start

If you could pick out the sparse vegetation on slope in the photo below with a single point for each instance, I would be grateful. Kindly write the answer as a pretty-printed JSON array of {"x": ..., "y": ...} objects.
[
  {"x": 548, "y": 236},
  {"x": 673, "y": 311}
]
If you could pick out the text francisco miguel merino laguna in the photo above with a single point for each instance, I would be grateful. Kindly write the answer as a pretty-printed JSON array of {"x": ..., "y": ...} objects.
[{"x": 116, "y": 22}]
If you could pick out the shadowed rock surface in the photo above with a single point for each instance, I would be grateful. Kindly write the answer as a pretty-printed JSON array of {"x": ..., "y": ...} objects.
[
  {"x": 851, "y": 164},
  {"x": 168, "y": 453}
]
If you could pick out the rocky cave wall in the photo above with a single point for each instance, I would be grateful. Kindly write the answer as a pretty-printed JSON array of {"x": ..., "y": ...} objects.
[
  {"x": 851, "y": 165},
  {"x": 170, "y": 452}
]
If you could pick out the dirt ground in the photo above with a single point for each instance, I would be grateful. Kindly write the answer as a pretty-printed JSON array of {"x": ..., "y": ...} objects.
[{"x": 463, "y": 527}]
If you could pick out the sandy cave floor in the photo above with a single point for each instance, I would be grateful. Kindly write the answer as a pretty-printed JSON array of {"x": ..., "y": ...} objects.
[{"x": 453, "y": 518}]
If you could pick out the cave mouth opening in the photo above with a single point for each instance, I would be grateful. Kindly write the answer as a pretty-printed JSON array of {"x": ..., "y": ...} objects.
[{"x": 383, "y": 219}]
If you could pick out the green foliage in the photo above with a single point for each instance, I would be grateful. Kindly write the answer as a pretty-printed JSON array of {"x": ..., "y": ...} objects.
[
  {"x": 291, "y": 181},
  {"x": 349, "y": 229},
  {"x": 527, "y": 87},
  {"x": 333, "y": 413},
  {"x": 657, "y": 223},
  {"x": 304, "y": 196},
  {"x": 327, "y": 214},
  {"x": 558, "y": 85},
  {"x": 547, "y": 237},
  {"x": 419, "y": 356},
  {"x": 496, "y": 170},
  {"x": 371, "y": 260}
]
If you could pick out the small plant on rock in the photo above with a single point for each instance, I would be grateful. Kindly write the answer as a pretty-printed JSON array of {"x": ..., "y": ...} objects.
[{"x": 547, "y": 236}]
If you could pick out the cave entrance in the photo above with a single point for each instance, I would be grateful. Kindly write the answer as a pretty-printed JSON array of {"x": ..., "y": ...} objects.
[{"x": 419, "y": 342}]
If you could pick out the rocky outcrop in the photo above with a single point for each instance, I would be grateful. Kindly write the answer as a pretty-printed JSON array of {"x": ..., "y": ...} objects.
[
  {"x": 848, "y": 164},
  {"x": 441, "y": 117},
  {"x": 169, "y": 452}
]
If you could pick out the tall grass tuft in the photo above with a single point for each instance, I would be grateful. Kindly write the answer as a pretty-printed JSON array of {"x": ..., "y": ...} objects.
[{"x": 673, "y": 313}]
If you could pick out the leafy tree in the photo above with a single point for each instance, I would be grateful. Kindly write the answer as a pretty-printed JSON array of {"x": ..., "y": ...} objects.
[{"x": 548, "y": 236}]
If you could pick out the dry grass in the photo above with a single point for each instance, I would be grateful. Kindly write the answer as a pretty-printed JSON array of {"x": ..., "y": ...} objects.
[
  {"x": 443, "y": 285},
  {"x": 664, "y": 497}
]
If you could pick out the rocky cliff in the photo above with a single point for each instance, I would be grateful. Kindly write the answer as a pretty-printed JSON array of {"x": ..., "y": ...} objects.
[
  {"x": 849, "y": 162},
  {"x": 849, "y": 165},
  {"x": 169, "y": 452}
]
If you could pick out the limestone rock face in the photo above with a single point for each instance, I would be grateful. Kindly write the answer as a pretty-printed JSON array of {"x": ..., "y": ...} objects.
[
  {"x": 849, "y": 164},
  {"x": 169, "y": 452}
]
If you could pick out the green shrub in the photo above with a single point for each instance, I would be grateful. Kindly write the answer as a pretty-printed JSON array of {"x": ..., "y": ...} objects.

end

● **GIVEN TASK**: Repeat the entries shown above, every one, word for word.

● **EXPECTED OUTPUT**:
If you could pick out the sparse vegetation on slope in the photo below with a single point for each instance, I would be grateful. Kindly write the answer as a pretty-printed JSON array of {"x": ..., "y": ...} objects.
[
  {"x": 548, "y": 236},
  {"x": 673, "y": 311}
]
If you could pick out the text francisco miguel merino laguna in the photo above with a single point for each instance, I would be grateful. Kindly write the answer as a pretty-printed JSON array of {"x": ..., "y": ...} objects.
[{"x": 116, "y": 22}]
If you could pick out the shadowed rock surface in the photo above with a single point for each instance, I would be grateful. Kindly write the answer as a pretty-printed JSON array of {"x": ..., "y": ...} objects.
[
  {"x": 851, "y": 164},
  {"x": 168, "y": 453}
]
If you could pick out the rocky cave wall in the photo above with a single point for each instance, I would be grateful. Kindly write the answer as a pretty-printed JSON array of {"x": ..., "y": ...} objects.
[
  {"x": 851, "y": 165},
  {"x": 170, "y": 452}
]
If you could pick out the dirt ground in the photo above with a single point for each instance, I would be grateful. Kindly write the answer as a pretty-printed JSON array of {"x": ..., "y": ...} objects.
[{"x": 463, "y": 527}]
If you could pick out the sandy cave floor in the photo above with a single point for each instance, I would be grateful. Kindly write the answer as a pretty-printed JSON array of {"x": ..., "y": ...} objects.
[{"x": 453, "y": 518}]
If you could pick out the cave mouth opening in the photo above with a single point for each instance, I would be grateful. Kindly write the answer as a pretty-printed JSON array of {"x": ..., "y": ...} objects.
[{"x": 383, "y": 219}]
If you could pick out the green foliage in the photo above with a single point for each instance, I would be grateful. Kindly write the answer as a pretty-printed JSON array of {"x": ..., "y": ...} objects.
[
  {"x": 291, "y": 181},
  {"x": 349, "y": 229},
  {"x": 527, "y": 87},
  {"x": 333, "y": 413},
  {"x": 657, "y": 223},
  {"x": 304, "y": 196},
  {"x": 327, "y": 214},
  {"x": 558, "y": 85},
  {"x": 547, "y": 237},
  {"x": 419, "y": 356},
  {"x": 496, "y": 170},
  {"x": 371, "y": 260}
]
If you could pick out the small plant on rock in the photo above with a single point for each instance, I would be grateful. Kindly write the answer as a pretty-printed JSON array of {"x": ..., "y": ...} objects.
[{"x": 547, "y": 236}]
If you could pick out the cave entrance in the photo above with a single point for each instance, I would be grateful. Kindly write the answer as a pretty-printed JSON array of {"x": ..., "y": ...} objects.
[{"x": 419, "y": 342}]
If you could pick out the rocky outcrop in the photo above with a single point for each instance, I would be grateful. Kindly write the answer as a pretty-printed JSON array of {"x": ..., "y": ...} objects.
[
  {"x": 848, "y": 164},
  {"x": 441, "y": 117},
  {"x": 169, "y": 452}
]
If you could pick out the tall grass tuft in the photo above with a single point for each instance, I would be grateful. Kindly write the answer as a pretty-printed JSON array of {"x": ..., "y": ...} objects.
[{"x": 673, "y": 313}]
If you could pick out the leafy tree in the photo above with a single point for each instance, I would be grateful. Kindly write the answer as a pretty-printed JSON array of {"x": ..., "y": ...} objects.
[{"x": 548, "y": 236}]
If you could pick out the dry grass in the photo above with a single point for each instance, I would be grateful. Kindly write the answer as a pretty-printed JSON array of {"x": ..., "y": ...} objects.
[
  {"x": 443, "y": 285},
  {"x": 664, "y": 497}
]
If you could pick out the rocky cliff in the photo above with a single point for each instance, I would be grateful. Kindly write the answer as a pretty-printed JSON array of {"x": ..., "y": ...} objects.
[
  {"x": 849, "y": 162},
  {"x": 849, "y": 165},
  {"x": 169, "y": 452}
]
If you could pick out the limestone rock face in the photo above with a single point for each instance, I would be grateful. Kindly write the answer as a pretty-printed JSON array of {"x": ..., "y": ...} objects.
[
  {"x": 849, "y": 164},
  {"x": 169, "y": 452}
]
If you could pick out the green shrub in the photo above with a single point for each instance, I would be grateful. Kindly write the answer as a pretty-printed JSON array of {"x": ..., "y": ...} objects.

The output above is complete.